= TO DO =
(a) Do the following statements agree with the biography of Sheriff Myers below? Answer yes or no for each and quote the words that decide it.
(i) Myers was born in Salem.
(ii) He became a full-time Deputy Sheriff in September 1990.
(iii) He has three sons.
(b) Using the biography of Sheriff Myers below, answer each question briefly.
(i) What degree did he earn at Chemeketa Community College?
(ii) At what age did he begin his career in law enforcement?
(iii) What certificate does he hold from the Department of Public Safety Standards and Training?
(c) Pick up the biography of Sheriff Myers after its final sentence and keep writing.

= PAGE EXTRACT =
■ ■ ■ ■ ■ ■ ■

Sheriff Jason MyersMarion County Sheriff's Office
P.O. Box 14500
Salem, OR 97308-0710
About Sheriff Myers
Jason Myers is a native Oregonian who was born in Portland and raised in Salem. He is a graduate of McKay High School and Chemeketa Community College where he earned an Associates of Science Degree in Law Enforcement.
Sheriff Myers began his career in law enforcement at the age of 18 when he was hired by the Marion County Sheriff’s Office as a summer Park Cadet. After serving during the summers as a Cadet, he joined the Marion County Reserve Deputy Program. In September of 1990, he was hired as a full-time Deputy Sheriff. During his career with the Sheriff’s Office he served as a Patrol Deputy, Field Training Deputy, Judicial Security Deputy, School Resource Officer, Detective, Patrol Sergeant, Narcotics Detective Sergeant, Administrative Lieutenant, Operations Division Commander, Undersheriff, and now Sheriff. Over his more than 25 years of service, he has developed policies and procedures, crafted strategic plans, negotiated union contracts, prepared budgets, and provided leadership to all divisions of the Office, including Enforcement, Institutions, Operations and Parole & Probation.
Sheriff Myers holds an Executive Police Certificate from the Department of Public Safety Standards and Training, and has completed the Oregon State Sheriffs’ Association Command College and the Salem Chamber of Commerce Leadership Development Course. He serves on many boards and task forces, including the Marion County Children & Families Commission, the Local Public Safety Coordinating Council, the Law Enforcement Community Contacts Committee, the Governor’s Task Force on Public Safety, and Harvard Executive Session on Community Corrections.
Sheriff Myers lives on a small farm outside of Stayton with his wife and two sons. They enjoy spending time as a family and participating in outdoor activities such as camping, hunting, fishing, and quad riding.

■ ■ ■ ■ ■ ■ ■

= RECORDED DATA =

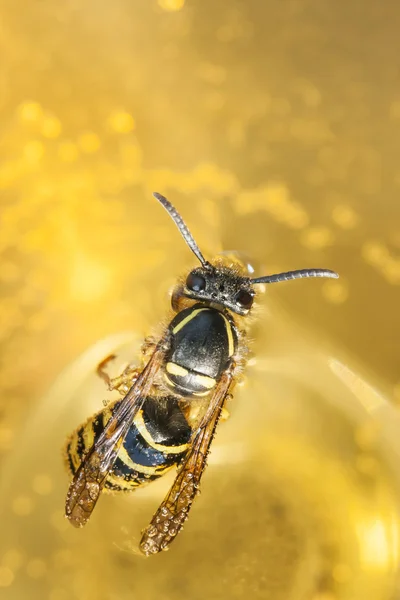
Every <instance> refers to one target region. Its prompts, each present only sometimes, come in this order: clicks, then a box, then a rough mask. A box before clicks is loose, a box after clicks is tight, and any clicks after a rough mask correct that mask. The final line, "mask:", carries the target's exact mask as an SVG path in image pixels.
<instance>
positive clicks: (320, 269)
mask: <svg viewBox="0 0 400 600" xmlns="http://www.w3.org/2000/svg"><path fill="white" fill-rule="evenodd" d="M304 277H331V278H332V279H337V278H338V277H339V275H338V274H337V273H335V271H330V270H329V269H300V270H298V271H287V272H286V273H277V274H276V275H265V276H264V277H256V278H255V279H251V280H250V281H251V283H278V282H279V281H289V279H302V278H304Z"/></svg>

■ ■ ■ ■ ■ ■ ■

= RESPONSES TO THE EXERCISE =
(a)
(i) No: "born in Portland and raised in Salem"
(ii) Yes: "In September of 1990, he was hired as a full-time Deputy Sheriff."
(iii) No: "with his wife and two sons"

(b)
(i) An Associates of Science Degree in Law Enforcement
(ii) 18
(iii) An Executive Police Certificate

(c)
About the Marion County Sheriff's Office
OREGON SHERIFF Magazine News
Winter, 2016 – At the end of each year, we always like to pause for a look back at what we’ve done before heading into the new year. 2016 proved to be a very busy year for our office; we would like to share a few highlights with you:
- Two formal swearing-in ceremonies were held during 2016, with 49 new hires and promotions being welcomed into the office, filling open positions and replacing retirees. These wonderful events also presented the perfect venue to present office awards, recognizing outstanding acts performed by employees.
- In February, our office mourned the loss of beloved K9 “Yo.”
- We had the special privilege of a visit from American Heritage Girls Troop OR0215 to share goodies in recognition of public safety personnel and to earn their Cake Decorating badge. They brightened our office with thoughtful cards, and we enjoyed cupcakes and cake!
- In April, we joined with Marion County Public Works, the Board of Commissioners and the local community to close a cut-though pathway that had become a nuisance spot for the community. This was a win-win project!
- Also during April we obtained special permission to open a female-only recruitment to help increase the number of female deputies at our Jail. We have seen great success and have nearly reached our minimum target for recruitment, plus we have gained some excellent new deputies!
- In June, we responded to a community member invite and took to the Willamette River to challenge Polk County in =n boat racing during the annual World Beat Festival. What a great day! Oh, and we beat Polk County by one second! I’m sure they are ready for a rematch next year.
- We are an agricultural community, and in July we partnered with Pape Machinery and Oregon Farm Bureau for a road safety campaign that focused on driver safety around farm equipment on the roadways.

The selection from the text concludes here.